Records for this exercise —
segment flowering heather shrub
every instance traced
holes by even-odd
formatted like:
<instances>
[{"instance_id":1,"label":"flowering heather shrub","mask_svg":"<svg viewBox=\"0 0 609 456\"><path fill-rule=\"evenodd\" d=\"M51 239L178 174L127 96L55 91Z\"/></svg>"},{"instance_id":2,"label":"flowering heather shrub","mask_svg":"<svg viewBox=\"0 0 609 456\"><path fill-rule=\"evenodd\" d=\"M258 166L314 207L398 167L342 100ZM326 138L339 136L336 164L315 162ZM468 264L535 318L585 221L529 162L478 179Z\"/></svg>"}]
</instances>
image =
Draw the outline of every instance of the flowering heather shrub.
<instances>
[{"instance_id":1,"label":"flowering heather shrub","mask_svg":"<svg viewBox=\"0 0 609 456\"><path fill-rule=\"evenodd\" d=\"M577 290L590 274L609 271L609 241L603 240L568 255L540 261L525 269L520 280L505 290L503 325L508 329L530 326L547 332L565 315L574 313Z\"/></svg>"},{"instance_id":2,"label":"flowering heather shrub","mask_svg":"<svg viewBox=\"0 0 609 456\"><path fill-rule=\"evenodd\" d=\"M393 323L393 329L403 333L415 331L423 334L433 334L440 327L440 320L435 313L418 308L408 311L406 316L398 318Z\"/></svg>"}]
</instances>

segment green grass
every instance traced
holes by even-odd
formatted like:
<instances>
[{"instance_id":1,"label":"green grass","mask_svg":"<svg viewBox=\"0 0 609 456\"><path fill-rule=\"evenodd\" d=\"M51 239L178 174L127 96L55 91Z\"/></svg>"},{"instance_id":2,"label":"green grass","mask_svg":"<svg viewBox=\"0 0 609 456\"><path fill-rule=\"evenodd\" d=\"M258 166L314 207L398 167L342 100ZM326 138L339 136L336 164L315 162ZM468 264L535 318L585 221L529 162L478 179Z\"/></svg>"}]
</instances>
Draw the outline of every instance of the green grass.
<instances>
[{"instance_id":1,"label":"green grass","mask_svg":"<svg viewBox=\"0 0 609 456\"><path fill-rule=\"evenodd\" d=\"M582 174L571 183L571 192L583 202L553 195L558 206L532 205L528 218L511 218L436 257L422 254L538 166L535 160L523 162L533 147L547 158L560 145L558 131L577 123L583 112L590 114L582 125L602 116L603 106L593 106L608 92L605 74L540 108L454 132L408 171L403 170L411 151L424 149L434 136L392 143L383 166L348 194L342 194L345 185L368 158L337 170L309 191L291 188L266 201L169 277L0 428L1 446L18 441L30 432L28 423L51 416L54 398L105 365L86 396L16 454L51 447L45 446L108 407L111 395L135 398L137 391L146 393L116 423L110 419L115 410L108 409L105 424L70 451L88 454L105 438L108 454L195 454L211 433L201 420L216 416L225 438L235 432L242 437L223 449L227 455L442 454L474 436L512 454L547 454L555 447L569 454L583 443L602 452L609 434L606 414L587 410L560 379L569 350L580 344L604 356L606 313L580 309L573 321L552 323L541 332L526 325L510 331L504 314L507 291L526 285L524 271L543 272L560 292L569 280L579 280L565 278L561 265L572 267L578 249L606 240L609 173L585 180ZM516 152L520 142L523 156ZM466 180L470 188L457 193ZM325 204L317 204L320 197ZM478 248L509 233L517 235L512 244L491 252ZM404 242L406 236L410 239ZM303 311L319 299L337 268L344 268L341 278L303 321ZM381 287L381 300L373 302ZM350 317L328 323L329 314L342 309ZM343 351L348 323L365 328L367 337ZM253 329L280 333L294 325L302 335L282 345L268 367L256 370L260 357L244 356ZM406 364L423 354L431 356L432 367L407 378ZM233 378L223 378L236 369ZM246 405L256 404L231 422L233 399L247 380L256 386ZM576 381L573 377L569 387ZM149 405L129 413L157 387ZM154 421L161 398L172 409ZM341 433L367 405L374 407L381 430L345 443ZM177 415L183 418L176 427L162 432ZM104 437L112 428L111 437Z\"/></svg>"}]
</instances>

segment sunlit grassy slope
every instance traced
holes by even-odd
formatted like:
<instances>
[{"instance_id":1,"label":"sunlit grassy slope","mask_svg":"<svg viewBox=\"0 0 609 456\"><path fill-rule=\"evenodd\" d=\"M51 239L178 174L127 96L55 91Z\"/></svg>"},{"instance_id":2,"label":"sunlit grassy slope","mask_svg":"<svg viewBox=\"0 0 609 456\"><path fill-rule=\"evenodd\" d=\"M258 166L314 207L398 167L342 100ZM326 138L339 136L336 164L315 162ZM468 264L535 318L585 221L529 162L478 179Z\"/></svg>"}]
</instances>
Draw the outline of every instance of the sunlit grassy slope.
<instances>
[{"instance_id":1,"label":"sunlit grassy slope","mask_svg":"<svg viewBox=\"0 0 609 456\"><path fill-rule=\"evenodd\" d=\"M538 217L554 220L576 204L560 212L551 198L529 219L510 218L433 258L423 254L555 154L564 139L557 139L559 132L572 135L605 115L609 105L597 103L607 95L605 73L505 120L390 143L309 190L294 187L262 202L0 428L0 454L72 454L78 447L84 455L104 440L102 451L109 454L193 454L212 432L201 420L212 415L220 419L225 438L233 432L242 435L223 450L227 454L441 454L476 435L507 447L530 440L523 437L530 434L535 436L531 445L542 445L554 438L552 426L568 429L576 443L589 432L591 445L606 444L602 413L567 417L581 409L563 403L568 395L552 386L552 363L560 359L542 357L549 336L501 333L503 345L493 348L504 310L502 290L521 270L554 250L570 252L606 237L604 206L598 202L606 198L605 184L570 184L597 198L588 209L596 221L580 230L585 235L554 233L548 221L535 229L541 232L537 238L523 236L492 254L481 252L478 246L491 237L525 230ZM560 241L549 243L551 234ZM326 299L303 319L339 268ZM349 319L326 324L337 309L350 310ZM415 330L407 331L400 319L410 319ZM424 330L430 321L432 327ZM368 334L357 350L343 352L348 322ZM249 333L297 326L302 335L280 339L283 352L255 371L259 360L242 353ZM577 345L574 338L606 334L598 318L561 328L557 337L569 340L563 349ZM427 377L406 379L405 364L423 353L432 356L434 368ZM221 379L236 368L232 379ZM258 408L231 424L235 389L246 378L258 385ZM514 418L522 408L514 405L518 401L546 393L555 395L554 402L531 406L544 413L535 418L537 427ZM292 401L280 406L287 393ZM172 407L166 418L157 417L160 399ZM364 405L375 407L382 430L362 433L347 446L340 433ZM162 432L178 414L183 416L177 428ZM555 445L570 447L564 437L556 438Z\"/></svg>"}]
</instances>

--

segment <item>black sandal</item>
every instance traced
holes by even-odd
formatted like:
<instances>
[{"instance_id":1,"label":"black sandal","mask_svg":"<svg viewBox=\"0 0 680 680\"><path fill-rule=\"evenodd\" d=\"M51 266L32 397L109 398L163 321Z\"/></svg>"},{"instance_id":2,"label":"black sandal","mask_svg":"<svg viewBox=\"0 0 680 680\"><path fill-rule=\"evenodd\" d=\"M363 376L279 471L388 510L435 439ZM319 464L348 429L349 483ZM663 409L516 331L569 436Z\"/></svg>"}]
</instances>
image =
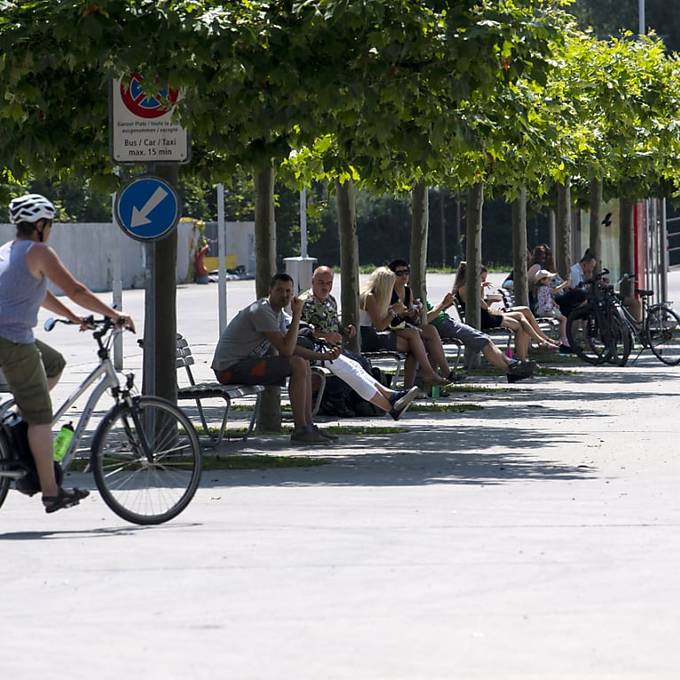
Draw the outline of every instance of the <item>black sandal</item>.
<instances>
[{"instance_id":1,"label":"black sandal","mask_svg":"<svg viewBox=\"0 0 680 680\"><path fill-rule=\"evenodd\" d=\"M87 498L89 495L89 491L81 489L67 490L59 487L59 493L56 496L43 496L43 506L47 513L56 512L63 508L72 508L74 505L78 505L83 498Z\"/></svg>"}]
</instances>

...

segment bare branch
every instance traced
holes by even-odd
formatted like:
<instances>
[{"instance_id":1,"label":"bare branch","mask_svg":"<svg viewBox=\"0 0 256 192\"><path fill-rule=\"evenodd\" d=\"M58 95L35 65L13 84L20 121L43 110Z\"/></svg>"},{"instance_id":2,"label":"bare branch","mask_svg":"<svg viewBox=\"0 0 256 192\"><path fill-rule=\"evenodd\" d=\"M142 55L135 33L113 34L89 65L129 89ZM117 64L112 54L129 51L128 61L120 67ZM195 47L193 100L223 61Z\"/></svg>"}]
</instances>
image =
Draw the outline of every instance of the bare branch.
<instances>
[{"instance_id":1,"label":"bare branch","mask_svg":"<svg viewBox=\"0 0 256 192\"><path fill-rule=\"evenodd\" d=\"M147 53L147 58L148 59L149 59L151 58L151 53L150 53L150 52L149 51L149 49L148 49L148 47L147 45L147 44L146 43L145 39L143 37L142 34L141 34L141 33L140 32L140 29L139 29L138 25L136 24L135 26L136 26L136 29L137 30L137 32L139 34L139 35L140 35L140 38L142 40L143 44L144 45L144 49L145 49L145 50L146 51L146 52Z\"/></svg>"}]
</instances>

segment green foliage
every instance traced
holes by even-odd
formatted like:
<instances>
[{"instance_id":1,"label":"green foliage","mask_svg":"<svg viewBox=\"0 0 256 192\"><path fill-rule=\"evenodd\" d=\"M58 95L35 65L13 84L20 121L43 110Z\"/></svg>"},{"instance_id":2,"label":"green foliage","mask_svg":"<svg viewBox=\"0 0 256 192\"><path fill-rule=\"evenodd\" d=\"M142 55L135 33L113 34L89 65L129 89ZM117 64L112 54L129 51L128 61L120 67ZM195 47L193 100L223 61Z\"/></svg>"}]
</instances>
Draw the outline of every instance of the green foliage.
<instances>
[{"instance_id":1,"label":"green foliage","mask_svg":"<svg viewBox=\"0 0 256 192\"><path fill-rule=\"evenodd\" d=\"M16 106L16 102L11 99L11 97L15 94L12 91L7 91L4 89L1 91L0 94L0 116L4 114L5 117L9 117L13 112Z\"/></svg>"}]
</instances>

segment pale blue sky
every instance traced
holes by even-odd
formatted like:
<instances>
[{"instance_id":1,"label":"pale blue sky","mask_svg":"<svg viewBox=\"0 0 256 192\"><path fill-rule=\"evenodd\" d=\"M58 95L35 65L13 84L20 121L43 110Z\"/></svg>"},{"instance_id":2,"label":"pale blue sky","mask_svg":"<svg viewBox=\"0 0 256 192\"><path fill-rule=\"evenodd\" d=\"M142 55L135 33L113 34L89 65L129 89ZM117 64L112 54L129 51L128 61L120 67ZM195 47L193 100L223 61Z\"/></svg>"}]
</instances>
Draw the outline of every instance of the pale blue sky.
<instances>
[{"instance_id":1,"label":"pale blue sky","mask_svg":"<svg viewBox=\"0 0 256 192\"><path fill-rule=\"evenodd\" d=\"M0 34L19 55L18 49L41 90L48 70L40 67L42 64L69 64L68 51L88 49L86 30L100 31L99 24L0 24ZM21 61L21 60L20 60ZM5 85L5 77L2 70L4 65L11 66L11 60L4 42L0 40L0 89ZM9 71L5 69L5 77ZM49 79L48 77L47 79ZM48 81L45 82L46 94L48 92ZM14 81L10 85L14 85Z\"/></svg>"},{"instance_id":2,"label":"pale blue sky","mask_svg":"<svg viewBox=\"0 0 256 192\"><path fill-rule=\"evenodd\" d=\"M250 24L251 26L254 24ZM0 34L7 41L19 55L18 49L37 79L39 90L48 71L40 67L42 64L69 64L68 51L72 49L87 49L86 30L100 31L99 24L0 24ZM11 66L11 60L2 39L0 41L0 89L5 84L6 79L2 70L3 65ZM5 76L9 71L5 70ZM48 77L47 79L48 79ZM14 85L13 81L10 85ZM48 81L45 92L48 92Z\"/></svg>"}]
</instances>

Exercise instructions — Pull out each line from the items above that contains the word "segment", matching case exactly.

Task output —
segment flowering heather shrub
segment green grass
segment sunlit grassy slope
segment <item>black sandal</item>
segment bare branch
segment green foliage
segment pale blue sky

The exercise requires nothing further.